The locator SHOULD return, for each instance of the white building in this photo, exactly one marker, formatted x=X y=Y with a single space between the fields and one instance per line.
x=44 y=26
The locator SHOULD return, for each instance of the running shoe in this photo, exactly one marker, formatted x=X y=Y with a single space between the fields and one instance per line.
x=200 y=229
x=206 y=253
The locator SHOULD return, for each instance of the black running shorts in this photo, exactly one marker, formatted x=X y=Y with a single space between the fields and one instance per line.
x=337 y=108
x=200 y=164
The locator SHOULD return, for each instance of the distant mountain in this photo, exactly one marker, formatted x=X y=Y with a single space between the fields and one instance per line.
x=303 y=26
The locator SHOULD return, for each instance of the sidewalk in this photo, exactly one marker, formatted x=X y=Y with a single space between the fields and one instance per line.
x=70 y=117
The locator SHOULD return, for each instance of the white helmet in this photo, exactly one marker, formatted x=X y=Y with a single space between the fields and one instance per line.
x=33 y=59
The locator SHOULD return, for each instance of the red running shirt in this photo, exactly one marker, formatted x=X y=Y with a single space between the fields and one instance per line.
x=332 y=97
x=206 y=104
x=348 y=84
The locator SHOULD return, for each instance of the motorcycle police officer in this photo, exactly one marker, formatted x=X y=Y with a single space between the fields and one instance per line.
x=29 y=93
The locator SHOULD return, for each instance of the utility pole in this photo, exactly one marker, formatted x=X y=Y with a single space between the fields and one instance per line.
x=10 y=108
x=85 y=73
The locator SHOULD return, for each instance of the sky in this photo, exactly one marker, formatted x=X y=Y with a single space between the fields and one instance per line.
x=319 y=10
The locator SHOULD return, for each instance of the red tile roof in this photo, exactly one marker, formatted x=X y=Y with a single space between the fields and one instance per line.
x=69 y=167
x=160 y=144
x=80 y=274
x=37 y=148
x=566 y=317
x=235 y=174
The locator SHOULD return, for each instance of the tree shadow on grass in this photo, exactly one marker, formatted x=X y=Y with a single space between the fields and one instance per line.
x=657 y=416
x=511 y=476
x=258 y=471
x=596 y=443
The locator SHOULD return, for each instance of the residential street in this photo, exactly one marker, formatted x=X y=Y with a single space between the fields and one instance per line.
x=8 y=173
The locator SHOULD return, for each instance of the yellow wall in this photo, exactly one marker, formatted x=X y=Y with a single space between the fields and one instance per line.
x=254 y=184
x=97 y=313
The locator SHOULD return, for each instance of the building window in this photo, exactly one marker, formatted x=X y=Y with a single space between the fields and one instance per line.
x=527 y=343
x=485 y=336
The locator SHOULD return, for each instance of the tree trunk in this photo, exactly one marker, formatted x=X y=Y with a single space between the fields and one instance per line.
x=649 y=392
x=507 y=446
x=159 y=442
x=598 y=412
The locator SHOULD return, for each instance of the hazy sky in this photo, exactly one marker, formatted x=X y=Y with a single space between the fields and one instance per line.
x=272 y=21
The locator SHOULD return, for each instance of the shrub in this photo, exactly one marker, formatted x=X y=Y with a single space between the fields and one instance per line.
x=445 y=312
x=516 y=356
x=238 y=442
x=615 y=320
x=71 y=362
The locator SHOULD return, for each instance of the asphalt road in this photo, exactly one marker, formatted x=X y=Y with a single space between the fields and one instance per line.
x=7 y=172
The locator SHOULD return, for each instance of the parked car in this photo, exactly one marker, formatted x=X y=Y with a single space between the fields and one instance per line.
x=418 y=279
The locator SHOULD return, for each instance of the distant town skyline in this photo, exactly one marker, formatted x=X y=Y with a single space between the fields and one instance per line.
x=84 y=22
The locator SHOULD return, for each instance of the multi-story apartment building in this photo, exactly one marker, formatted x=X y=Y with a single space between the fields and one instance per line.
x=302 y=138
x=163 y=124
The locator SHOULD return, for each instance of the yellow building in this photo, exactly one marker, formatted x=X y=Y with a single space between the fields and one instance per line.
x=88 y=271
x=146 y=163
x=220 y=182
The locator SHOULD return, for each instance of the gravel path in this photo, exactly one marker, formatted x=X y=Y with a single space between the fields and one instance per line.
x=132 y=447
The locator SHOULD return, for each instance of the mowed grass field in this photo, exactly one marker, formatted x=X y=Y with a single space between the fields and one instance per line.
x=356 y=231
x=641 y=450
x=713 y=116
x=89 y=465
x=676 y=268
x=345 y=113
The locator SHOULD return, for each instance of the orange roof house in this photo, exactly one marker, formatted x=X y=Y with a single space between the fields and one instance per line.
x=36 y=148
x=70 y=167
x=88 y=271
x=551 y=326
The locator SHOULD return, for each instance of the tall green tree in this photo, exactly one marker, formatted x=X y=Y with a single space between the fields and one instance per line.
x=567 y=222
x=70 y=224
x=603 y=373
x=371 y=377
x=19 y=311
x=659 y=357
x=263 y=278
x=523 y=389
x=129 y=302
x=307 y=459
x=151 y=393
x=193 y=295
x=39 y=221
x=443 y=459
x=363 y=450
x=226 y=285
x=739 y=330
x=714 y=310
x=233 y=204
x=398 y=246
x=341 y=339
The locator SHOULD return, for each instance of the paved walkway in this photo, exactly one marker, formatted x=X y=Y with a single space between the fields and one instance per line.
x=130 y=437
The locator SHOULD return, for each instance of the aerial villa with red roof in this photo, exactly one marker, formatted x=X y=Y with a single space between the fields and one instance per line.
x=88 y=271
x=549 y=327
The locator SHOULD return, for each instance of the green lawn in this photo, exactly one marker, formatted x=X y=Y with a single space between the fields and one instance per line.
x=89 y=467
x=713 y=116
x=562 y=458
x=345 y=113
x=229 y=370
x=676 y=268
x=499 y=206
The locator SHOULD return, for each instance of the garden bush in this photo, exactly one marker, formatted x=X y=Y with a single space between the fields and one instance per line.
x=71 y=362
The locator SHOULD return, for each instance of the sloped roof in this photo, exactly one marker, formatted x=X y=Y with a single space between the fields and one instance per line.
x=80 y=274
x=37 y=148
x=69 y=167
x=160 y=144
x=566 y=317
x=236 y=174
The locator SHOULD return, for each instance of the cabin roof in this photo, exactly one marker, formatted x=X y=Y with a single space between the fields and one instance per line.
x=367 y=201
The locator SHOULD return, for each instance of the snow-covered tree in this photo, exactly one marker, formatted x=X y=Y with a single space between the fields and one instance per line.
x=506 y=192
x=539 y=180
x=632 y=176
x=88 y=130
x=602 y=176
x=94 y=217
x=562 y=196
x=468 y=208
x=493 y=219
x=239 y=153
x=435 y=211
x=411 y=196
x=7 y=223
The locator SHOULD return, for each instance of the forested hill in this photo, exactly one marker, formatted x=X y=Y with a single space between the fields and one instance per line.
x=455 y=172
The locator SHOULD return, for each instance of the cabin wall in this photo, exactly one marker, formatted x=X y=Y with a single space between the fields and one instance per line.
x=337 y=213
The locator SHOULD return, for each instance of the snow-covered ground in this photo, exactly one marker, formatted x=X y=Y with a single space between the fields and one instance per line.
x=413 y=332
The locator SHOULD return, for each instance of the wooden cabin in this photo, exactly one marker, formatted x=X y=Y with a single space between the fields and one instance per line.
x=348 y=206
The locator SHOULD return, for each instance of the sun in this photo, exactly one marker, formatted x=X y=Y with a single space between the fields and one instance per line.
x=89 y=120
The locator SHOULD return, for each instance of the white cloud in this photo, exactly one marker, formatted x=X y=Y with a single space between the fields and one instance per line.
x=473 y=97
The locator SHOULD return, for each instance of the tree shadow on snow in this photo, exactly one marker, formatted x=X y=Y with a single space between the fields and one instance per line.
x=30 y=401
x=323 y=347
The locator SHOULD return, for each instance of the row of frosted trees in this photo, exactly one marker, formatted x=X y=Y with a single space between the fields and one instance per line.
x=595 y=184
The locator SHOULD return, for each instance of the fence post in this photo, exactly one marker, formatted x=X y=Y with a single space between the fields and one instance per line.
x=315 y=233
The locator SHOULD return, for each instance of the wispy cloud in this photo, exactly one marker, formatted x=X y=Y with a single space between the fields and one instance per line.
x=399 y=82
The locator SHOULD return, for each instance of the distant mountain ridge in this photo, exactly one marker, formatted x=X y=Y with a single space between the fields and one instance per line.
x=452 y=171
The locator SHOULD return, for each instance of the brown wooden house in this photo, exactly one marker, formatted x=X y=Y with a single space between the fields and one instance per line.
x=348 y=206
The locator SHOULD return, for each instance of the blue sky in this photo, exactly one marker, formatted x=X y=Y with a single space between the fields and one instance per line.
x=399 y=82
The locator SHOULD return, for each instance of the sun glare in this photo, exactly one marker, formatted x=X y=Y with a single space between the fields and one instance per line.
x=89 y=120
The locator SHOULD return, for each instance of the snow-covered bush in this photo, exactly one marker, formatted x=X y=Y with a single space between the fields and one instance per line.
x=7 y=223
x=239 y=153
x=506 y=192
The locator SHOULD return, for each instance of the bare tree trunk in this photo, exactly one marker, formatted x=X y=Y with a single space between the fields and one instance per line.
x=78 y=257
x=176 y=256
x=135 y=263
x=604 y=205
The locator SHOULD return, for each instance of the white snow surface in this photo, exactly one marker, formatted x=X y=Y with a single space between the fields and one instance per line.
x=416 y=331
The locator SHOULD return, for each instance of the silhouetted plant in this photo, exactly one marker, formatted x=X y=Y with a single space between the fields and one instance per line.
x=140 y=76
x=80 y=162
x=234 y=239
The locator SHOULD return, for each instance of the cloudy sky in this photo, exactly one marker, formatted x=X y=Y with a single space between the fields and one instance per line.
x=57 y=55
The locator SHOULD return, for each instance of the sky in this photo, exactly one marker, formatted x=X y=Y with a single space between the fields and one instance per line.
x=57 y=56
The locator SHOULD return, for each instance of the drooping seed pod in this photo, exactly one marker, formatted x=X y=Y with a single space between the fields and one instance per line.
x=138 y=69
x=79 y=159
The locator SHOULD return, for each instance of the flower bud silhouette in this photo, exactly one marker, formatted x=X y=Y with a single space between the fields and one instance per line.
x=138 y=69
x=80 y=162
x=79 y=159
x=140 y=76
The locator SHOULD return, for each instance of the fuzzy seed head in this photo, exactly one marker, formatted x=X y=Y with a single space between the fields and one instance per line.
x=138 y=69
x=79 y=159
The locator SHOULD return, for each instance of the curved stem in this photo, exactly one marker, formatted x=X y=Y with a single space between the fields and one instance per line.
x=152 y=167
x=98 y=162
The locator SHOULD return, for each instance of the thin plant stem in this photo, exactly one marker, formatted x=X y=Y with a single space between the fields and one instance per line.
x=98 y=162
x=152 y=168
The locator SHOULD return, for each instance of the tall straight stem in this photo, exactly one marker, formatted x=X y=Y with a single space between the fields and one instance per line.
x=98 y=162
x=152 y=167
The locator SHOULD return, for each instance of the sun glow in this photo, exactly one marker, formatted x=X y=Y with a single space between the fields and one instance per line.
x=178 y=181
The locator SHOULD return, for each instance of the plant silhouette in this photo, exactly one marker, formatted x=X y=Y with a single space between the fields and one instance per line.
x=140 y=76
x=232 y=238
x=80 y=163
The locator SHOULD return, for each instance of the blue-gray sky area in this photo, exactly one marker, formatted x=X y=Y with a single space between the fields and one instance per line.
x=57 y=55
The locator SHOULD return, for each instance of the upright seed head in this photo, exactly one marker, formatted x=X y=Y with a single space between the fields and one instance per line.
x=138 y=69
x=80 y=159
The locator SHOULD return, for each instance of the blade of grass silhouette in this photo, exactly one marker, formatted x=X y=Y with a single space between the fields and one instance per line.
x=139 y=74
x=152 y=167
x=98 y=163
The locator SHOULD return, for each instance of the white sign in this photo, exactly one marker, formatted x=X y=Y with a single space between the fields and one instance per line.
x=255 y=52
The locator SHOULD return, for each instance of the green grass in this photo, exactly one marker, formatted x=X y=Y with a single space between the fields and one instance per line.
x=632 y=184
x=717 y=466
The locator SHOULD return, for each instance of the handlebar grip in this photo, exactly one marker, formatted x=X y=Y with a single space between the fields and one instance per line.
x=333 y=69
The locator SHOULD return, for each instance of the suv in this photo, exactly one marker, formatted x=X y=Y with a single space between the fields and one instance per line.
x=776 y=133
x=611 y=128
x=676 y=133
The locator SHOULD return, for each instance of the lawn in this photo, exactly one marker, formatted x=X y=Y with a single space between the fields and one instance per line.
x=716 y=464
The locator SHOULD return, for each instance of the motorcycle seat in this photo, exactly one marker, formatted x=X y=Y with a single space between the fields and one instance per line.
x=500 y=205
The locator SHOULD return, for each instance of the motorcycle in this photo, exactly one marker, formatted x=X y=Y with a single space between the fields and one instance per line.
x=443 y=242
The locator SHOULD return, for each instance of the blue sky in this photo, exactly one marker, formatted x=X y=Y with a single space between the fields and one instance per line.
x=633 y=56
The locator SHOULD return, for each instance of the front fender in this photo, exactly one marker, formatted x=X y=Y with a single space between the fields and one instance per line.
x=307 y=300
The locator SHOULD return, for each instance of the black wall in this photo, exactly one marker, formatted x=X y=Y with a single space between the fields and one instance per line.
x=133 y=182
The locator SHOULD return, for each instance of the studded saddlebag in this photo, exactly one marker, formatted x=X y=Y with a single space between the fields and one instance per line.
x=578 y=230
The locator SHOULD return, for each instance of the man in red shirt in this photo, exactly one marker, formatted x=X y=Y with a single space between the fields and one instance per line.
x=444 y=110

▶ **Task brief**
In the material above, find the line with "The locator SHOULD return, for each instance of the black wall"; then retype it and every line after it through the last, exactly as written.

▶ **Reply to the exercise**
The locator SHOULD return, for each instance of the black wall in this photo, exactly one marker, formatted x=X y=Y with a single space between the fields and one instance per line.
x=133 y=182
The locator SHOULD return, for each instance of the studded saddlebag in this photo, exactly one marker, formatted x=X y=Y with a single space between the fields and one instance per line.
x=578 y=230
The locator SHOULD return, for each instance of the man in red shirt in this photo, exactly one marker, formatted x=X y=Y with a single space between the fields and one instance per line.
x=444 y=110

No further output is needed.